WHAT IS REQUIRED
Which lines in the data below contain the word "chair"? Copy each of them.

SUPPLIED DATA
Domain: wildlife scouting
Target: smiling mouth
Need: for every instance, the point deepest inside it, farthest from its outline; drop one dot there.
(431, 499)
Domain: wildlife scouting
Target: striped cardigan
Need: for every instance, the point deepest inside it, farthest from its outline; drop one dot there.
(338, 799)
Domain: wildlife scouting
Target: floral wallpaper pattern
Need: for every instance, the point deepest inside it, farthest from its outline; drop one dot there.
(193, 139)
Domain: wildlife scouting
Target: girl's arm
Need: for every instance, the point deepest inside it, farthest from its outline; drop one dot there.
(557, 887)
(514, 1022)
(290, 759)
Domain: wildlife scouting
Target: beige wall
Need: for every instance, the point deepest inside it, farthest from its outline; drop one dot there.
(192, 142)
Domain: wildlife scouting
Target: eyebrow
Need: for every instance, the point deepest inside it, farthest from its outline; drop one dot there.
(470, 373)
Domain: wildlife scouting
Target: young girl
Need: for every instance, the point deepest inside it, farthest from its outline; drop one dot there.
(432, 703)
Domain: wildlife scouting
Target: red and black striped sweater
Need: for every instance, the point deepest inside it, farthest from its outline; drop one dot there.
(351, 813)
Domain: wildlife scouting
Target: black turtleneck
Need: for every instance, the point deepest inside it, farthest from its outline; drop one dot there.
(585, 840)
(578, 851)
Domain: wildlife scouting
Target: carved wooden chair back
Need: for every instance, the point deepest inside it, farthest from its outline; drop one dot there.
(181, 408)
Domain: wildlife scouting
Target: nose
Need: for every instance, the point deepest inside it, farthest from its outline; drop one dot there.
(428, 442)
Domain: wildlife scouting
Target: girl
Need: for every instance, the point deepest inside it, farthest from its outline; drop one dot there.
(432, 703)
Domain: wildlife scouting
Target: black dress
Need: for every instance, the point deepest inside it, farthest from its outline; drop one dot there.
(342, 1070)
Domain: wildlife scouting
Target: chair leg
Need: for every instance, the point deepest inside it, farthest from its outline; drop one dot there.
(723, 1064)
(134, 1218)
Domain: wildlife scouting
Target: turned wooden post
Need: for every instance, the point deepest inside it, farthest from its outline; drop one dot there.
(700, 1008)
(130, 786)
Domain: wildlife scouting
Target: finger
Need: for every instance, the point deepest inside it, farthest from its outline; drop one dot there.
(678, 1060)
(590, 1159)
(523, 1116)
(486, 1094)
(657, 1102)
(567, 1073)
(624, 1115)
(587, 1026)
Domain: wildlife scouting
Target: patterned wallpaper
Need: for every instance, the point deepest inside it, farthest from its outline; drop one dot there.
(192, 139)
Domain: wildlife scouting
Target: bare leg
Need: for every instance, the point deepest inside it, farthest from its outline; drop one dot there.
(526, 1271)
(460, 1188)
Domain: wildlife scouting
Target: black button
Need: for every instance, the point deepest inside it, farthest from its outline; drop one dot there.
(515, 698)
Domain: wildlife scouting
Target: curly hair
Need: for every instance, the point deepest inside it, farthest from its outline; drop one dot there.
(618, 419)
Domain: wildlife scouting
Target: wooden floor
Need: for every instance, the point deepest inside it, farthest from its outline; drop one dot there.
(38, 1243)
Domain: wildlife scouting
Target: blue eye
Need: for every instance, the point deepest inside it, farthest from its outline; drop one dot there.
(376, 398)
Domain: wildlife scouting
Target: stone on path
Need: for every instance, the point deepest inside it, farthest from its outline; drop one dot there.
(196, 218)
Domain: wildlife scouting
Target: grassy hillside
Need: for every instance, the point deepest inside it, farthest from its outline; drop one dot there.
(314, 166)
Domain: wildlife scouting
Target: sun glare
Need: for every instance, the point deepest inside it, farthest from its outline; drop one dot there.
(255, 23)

FINAL ANSWER
Target: carved wooden chair back
Target: chair leg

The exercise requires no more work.